Rescale the stretch of lines below from the one containing "Point to the white" through the end of the records, rewriting each line and keeping the requests unchanged. Multiply every coordinate in the answers by 2.4 and round to whole numbers, with halves rounded up.

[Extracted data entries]
___

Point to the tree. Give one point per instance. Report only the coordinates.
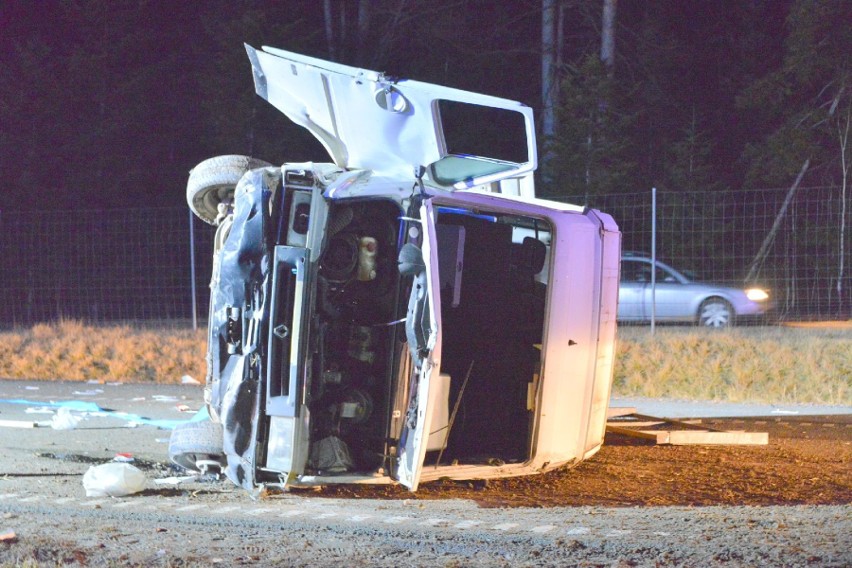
(808, 102)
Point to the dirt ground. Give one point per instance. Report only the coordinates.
(807, 462)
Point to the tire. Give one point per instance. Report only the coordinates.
(716, 312)
(194, 442)
(214, 180)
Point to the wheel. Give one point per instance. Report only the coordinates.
(214, 180)
(196, 446)
(715, 312)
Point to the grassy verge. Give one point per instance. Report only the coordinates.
(776, 365)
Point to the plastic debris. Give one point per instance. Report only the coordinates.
(113, 480)
(91, 392)
(175, 480)
(187, 380)
(64, 420)
(39, 410)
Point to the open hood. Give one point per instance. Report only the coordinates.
(456, 139)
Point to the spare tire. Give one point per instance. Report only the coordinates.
(213, 181)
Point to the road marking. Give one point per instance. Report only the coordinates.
(32, 499)
(542, 529)
(94, 504)
(223, 510)
(467, 524)
(190, 507)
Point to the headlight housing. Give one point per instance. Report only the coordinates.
(757, 295)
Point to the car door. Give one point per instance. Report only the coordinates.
(669, 294)
(635, 278)
(423, 324)
(396, 128)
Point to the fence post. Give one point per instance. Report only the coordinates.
(192, 271)
(653, 259)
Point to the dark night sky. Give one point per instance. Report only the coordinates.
(109, 104)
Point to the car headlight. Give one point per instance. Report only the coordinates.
(756, 295)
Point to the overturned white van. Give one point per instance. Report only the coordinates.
(408, 312)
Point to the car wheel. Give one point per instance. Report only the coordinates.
(715, 312)
(214, 180)
(197, 446)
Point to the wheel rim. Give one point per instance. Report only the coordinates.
(715, 314)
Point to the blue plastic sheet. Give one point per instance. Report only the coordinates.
(84, 406)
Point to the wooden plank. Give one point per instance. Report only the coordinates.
(684, 438)
(681, 432)
(17, 424)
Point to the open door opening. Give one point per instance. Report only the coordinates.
(493, 274)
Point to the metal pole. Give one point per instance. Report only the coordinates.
(653, 259)
(192, 271)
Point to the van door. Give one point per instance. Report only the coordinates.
(423, 324)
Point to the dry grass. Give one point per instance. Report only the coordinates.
(772, 365)
(71, 350)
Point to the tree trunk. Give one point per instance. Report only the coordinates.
(608, 35)
(770, 237)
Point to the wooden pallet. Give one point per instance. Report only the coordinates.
(626, 422)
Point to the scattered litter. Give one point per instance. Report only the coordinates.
(91, 392)
(92, 408)
(17, 424)
(164, 398)
(187, 380)
(64, 420)
(113, 480)
(39, 410)
(175, 480)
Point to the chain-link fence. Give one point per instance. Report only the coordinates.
(136, 265)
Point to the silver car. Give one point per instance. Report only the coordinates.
(678, 298)
(410, 311)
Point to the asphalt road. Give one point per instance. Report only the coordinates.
(47, 518)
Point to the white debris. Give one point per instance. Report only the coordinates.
(64, 420)
(113, 480)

___

** SOLUTION TO THE EXERCISE **
Point to the white debris. Give one point per instance. Report only the coordinates.
(154, 1008)
(271, 1152)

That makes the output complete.